2 A Problematic Conceptualization

The diversification of negative reactions to European construction poses a real challenge to conceptualization; the term tends to be used as a generic concept that encompasses a disparate set of attitudes of opposition, reluctance and doubts towards European integration and the EU (Mudde 2011; Szczerbiak and Taggart 2008). Sometimes it is used to describe any form of opposition to or critique of the process of European integration, whereas on other occasions, it implies an ideological position that structures parties’ stances on other issues. Like other concepts in political science such as populism, there is no commonly accepted definition but rather a series of different interpretations within the academic community.

The most influential conceptualization is undoubtedly the one proposed by Taggart (1998), which he refined with his colleague Szczerbiak (2000). This categorization distinguishes between two forms of Euroscepticism: soft and hard. Soft Euroscepticism covers cases where there is no principled objection to European integration or EU membership but where actors’ concerns towards one or more policy areas lead to the expression of qualified opposition to the EU (political Euroscepticism). It also covers cases where there is a perception that national interest is at odds with the trajectory of the EU (national interest Euroscepticism). Hard Euroscepticism refers to a principled opposition to the EU and European integration, which can therefore be observed among parties which believe their country should leave the EU or whose positions towards the EU can be equated with opposition to the entire project of European integration (Taggart 1998; Taggart and Szczerbiak 2002).

Mudde and Kopecky (2002) believe that the overly inclusive definition of soft Euroscepticism may incorporate any disagreement with specific or general EU policies and that the boundary between these two forms of Euroscepticism is not easily identifiable. They propose therefore two different axes. The first relates to attitudes towards the general principles of integration that underpin the EU. This axis opposes Europhiles who support the ideas of European integration (institutionalized cooperation on the basis of pooled sovereignty and an integrated liberal market economy) and Europhobes who do not support or are opposed to one or more of these ideas. The second axis relates to attitudes towards the EU as political system. On the one hand, it separates EU-optimists who support the EU as it is and as it is developing (although they may be critical of some EU policies) and, on the other hand, EU-pessimists who do not support the EU as it is, are pessimistic about the direction of its development or believe that it does not match their idea of integration. Four categories result from these axes: Euro-enthusiast (Europhile and EU-optimist); Euro-pragmatic (Europhobe and EU-optimist); Eurosceptic (Europhobe and EU-pessimist) and Euro-reject (Europhobe and EU-pessimist).

## EXERCISE INSTRUCTIONS
1. According to the text on Euroscepticism, why do Mudde and Kopecky propose two separate axes? Answer in one to three sentences.
2. Name the four categories that, according to the text on Euroscepticism, result from the two axes of Mudde and Kopecky.
3. Reproduce the text on Euroscepticism from "2 A Problematic" up to and including "the academic community.".

Records drawn from a data source

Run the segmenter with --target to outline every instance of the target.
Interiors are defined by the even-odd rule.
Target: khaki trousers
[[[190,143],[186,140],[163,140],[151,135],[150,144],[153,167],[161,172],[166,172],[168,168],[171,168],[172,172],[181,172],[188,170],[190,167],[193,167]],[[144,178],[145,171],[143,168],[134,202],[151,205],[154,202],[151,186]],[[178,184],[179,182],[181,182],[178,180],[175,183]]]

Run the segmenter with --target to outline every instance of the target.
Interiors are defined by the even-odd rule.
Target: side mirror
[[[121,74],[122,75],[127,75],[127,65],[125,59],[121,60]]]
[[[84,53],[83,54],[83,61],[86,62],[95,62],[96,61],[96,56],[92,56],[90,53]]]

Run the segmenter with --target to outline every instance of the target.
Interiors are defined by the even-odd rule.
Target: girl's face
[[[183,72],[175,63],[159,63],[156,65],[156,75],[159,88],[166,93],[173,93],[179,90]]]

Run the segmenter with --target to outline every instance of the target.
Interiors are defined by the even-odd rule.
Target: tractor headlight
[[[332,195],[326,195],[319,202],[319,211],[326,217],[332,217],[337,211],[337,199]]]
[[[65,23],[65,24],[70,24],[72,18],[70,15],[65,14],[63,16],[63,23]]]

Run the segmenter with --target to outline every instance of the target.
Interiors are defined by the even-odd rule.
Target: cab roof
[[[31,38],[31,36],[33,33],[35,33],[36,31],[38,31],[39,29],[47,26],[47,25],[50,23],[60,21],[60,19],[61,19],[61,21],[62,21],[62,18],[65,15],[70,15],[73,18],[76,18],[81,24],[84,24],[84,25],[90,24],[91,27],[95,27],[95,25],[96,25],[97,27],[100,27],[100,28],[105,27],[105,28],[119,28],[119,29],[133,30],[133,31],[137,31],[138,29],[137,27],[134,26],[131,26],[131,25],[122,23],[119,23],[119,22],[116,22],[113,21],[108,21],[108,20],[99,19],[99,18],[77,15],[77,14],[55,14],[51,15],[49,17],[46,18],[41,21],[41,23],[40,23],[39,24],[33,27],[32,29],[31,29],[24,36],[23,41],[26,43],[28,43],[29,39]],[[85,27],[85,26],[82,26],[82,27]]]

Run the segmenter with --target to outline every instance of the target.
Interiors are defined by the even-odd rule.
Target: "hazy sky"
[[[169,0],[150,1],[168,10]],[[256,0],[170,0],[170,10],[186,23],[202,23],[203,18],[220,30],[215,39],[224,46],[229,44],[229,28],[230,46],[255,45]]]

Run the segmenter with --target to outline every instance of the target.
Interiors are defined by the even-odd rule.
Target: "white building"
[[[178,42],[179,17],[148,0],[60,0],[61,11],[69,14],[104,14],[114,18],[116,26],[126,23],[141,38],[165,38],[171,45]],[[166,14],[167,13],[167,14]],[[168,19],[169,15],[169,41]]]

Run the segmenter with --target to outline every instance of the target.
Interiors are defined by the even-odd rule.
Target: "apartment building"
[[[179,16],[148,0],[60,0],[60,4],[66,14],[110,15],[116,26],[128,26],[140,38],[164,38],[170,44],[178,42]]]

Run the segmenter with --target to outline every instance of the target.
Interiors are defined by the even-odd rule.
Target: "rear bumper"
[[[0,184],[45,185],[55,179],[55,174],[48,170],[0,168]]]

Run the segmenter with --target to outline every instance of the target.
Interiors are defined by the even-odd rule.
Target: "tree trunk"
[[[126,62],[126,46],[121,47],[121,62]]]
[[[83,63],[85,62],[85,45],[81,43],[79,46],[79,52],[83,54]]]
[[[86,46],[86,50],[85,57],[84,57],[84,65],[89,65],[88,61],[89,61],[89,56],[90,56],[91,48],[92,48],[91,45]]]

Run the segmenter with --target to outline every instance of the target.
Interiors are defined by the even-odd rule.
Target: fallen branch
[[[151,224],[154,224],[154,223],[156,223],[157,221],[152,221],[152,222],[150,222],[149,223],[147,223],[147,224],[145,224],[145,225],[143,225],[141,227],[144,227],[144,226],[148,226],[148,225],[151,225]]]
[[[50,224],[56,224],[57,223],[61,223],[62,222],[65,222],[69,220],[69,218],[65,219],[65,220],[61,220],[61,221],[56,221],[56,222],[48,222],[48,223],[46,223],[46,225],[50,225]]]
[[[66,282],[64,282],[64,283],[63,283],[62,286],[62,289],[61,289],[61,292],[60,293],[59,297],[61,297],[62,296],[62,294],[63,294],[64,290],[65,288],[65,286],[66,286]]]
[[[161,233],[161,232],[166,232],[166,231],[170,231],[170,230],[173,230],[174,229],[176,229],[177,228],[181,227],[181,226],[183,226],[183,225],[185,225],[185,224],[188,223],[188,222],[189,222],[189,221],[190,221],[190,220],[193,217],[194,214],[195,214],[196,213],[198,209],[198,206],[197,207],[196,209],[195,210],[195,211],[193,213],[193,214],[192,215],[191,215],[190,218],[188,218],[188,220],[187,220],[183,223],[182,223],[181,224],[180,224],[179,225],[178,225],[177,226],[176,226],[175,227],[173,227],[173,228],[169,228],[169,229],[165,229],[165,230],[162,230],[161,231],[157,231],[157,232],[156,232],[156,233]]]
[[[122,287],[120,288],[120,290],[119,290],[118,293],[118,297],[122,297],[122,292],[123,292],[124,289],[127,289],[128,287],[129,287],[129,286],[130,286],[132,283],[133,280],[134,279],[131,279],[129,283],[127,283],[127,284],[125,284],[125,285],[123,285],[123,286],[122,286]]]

## LIST OF SOLUTIONS
1. They consider the definition of soft Euroscepticism too inclusive, since it may take in any disagreement with specific or general EU policies. They also find that the boundary between soft and hard Euroscepticism is not easily identifiable.

2. Euro-enthusiast, Euro-pragmatic, Eurosceptic, and Euro-reject.

3.
2 A Problematic Conceptualization

The diversification of negative reactions to European construction poses a real challenge to conceptualization; the term tends to be used as a generic concept that encompasses a disparate set of attitudes of opposition, reluctance and doubts towards European integration and the EU (Mudde 2011; Szczerbiak and Taggart 2008). Sometimes it is used to describe any form of opposition to or critique of the process of European integration, whereas on other occasions, it implies an ideological position that structures parties’ stances on other issues. Like other concepts in political science such as populism, there is no commonly accepted definition but rather a series of different interpretations within the academic community.